= SUPPLIED ENTRIES =
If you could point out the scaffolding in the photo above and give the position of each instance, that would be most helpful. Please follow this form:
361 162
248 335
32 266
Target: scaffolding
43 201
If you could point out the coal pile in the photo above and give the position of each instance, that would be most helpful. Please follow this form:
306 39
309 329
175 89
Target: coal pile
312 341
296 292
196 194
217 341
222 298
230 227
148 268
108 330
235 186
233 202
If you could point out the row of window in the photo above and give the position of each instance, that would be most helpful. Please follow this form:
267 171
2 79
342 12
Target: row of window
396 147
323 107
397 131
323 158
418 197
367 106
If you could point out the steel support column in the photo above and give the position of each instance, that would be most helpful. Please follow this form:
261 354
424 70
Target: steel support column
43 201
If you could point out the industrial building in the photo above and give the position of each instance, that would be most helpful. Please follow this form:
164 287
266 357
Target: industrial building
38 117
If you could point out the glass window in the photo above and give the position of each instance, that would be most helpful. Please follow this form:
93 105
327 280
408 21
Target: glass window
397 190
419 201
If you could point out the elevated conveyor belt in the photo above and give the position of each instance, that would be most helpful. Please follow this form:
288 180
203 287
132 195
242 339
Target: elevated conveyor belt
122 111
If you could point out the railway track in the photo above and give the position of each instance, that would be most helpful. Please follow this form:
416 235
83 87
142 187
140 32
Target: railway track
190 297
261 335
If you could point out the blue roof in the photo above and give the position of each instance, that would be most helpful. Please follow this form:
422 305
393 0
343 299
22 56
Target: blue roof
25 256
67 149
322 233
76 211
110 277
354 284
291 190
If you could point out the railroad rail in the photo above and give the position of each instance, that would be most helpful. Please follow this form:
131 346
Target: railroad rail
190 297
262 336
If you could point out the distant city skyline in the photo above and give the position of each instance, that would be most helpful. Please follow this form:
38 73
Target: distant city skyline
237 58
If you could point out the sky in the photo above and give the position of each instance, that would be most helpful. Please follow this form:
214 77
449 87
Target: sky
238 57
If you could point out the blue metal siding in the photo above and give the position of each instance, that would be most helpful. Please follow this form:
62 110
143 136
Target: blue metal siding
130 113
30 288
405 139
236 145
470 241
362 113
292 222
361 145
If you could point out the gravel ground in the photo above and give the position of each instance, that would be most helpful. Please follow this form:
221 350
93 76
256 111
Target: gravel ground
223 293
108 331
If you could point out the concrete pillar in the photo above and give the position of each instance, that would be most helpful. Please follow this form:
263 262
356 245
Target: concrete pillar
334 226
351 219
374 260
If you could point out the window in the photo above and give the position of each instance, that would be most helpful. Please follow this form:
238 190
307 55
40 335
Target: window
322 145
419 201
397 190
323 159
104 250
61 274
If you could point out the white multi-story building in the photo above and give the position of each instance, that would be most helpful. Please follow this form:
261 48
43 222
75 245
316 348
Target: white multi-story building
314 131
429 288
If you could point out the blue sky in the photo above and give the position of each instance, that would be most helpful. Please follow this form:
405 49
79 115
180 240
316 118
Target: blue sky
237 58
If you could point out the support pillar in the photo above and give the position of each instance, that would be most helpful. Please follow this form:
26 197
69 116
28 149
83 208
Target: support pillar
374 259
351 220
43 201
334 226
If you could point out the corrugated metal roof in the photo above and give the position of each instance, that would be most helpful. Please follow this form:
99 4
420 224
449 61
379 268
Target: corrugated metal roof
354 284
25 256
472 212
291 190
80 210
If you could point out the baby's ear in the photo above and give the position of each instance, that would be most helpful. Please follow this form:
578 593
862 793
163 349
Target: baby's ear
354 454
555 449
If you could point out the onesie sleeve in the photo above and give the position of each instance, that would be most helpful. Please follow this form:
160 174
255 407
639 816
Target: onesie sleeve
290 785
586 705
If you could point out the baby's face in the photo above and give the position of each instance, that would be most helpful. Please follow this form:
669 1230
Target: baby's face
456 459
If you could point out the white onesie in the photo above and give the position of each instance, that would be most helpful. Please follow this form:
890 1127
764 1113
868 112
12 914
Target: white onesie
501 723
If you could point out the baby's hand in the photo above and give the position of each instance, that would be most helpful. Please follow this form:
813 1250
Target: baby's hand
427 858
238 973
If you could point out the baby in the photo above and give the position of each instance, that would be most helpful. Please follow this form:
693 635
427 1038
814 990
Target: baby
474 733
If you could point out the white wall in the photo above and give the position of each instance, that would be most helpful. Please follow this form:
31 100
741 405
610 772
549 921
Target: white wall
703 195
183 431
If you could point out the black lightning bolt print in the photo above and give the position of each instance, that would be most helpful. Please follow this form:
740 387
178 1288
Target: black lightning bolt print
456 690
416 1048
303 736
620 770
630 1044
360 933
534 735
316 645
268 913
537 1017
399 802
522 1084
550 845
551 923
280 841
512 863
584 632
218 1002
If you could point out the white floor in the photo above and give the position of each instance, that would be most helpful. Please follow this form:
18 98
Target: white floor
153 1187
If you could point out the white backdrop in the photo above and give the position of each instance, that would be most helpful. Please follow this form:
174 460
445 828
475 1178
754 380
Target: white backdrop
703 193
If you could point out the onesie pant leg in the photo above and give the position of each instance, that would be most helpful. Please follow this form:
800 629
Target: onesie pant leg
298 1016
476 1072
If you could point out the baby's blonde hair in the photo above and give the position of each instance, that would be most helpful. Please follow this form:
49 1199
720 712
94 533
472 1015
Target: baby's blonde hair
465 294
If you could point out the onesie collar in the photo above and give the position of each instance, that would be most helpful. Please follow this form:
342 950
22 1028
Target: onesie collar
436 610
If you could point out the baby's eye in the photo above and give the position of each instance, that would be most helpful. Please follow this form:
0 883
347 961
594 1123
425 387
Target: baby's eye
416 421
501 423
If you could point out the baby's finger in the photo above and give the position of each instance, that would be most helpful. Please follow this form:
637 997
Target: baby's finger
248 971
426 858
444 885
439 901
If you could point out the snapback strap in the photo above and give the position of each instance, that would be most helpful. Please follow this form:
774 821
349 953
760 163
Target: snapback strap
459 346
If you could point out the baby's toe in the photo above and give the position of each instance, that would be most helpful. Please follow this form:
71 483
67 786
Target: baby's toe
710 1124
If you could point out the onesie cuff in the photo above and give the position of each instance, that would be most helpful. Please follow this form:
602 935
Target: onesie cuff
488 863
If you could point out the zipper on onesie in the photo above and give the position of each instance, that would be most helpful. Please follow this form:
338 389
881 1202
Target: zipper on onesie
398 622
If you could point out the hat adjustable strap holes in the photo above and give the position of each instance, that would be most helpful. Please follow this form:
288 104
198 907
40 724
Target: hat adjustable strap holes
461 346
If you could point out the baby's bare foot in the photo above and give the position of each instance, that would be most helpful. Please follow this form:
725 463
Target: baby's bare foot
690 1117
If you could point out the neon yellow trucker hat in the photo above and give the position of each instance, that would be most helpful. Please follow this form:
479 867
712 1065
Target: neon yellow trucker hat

= WORK TO COMPLETE =
Rewrite the listing from the line containing "If you could point out the baby's bare" through the end of the listing, keeping every line, requests included. Shift each coordinate in the answers by -97, and leave all other numbers unchanged.

= TASK ANSWER =
If you could point out the baby's bare foot in the photo above and give the position of each instance, that would be most helpful. Please follow this form:
725 463
Target: baby's bare foot
593 1020
If you could point out the neon yellow trucker hat in the photo above and give the position of each instance, that would be most helpful. Please follow this form:
479 867
712 1065
Target: neon yellow trucker hat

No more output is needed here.